▶ EXERCICE 1:
Traduisez en anglais la phrase suivante, tirée de la critique de l'album Henry St. : « Il cite d'ailleurs Billie Holiday comme l'une de ses références. »
▶ EXERCICE 2:
Reproduisez fidèlement, s'il vous plaît, le passage de la critique de l'album Henry St. qui commence par "Si vous aimez" et se poursuit jusqu'à "de bidouillages électro.".

▶ TEXTE SOURCE:
- - -

Si vous aimez Bon Iver, Bob Dylan et le gravlax alors vous apprécierez Henry St. de The Tallest Man On Earth. Après 4 ans d’absence, le suédois Kristian Matsson nous revient avec sa voix singulière et son folk élégant cette fois-ci mâtiné de bidouillages électro.
Nous avions découvert The Tallest Man on Earth en 2010 avec l’excellent The Wild Hunt d’ailleurs évoqué sur Benzine, je cite « si ce n’est L’album de l’année, au moins un des disques de 2010 », Kristian Matsson, qui prétend être l’homme le plus grand du monde, a pour lui une voix reconnaissable entre toute : un chevrotement dylanien quand il est à son meilleur pour vous émouvoir mais aussi une tessiture mélancolique à la Bon Iver.
Non il n’y a pas qu’Abba en Suède mais aussi des artistes comme Lony, Dear (à écouter absolument) ou Kristian Matsson que la rudesse du climat ne rend pas hystériquement gais… Il cite d’ailleurs Billie Holiday comme l’une de ses références. A l’instar de Bon Iver et For Emma, Forever ago, le suédois, après avoir parcouru le monde pour ses concerts, s’est replié dans sa ferme scandinave pour s’occuper de son jardin, se perdre dans ses pensées et préparer un nouvel album. Pour l’enregistrement de Henry St., il s’est entouré, entre autres, de Rob Moose, CJ Camieri de Bon Iver et a fait produire le tout par Nick Sanborn de Sylvan Esso. Il est important de souligner que la production de ce dernier est en tout point remarquable, c’est d’ailleurs ce qui fait la force du disque… Car l’écueil majeur de la voix et du folk de Kristian Matsson…c’est que cela peut vite tourner au ronron si l’on n’y prend pas garde… Ce n’est pas le cas ici !

- - -

[Entrées du jeu de données]
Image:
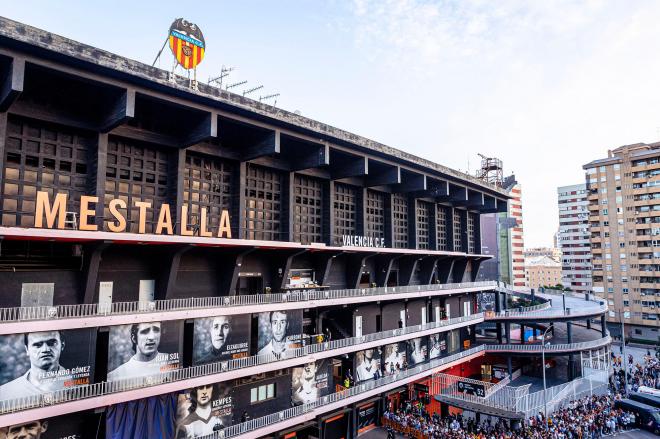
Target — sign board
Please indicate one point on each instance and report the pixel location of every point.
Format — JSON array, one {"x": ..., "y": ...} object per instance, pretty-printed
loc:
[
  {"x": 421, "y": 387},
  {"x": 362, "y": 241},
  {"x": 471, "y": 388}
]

- - -

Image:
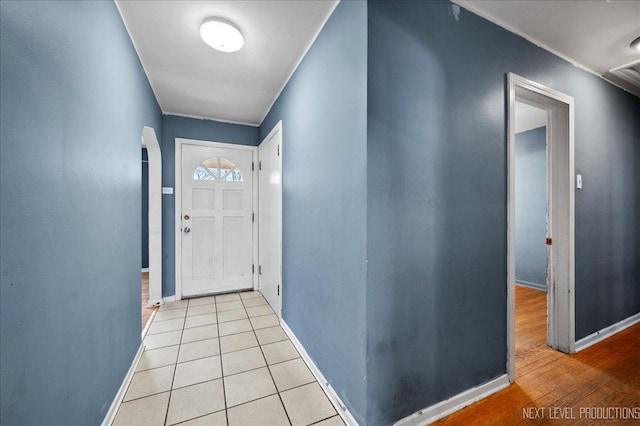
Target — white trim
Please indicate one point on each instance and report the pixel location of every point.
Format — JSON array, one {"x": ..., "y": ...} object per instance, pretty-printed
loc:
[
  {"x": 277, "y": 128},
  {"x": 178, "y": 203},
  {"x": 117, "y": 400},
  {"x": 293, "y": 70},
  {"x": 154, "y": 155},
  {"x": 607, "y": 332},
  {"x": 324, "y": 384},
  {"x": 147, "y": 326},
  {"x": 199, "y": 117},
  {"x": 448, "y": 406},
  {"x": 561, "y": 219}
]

- - -

▶ RÉSULTAT FINAL 1:
He in fact cites Billie Holiday as one of his references.

▶ RÉSULTAT FINAL 2:
Si vous aimez Bon Iver, Bob Dylan et le gravlax alors vous apprécierez Henry St. de The Tallest Man On Earth. Après 4 ans d’absence, le suédois Kristian Matsson nous revient avec sa voix singulière et son folk élégant cette fois-ci mâtiné de bidouillages électro.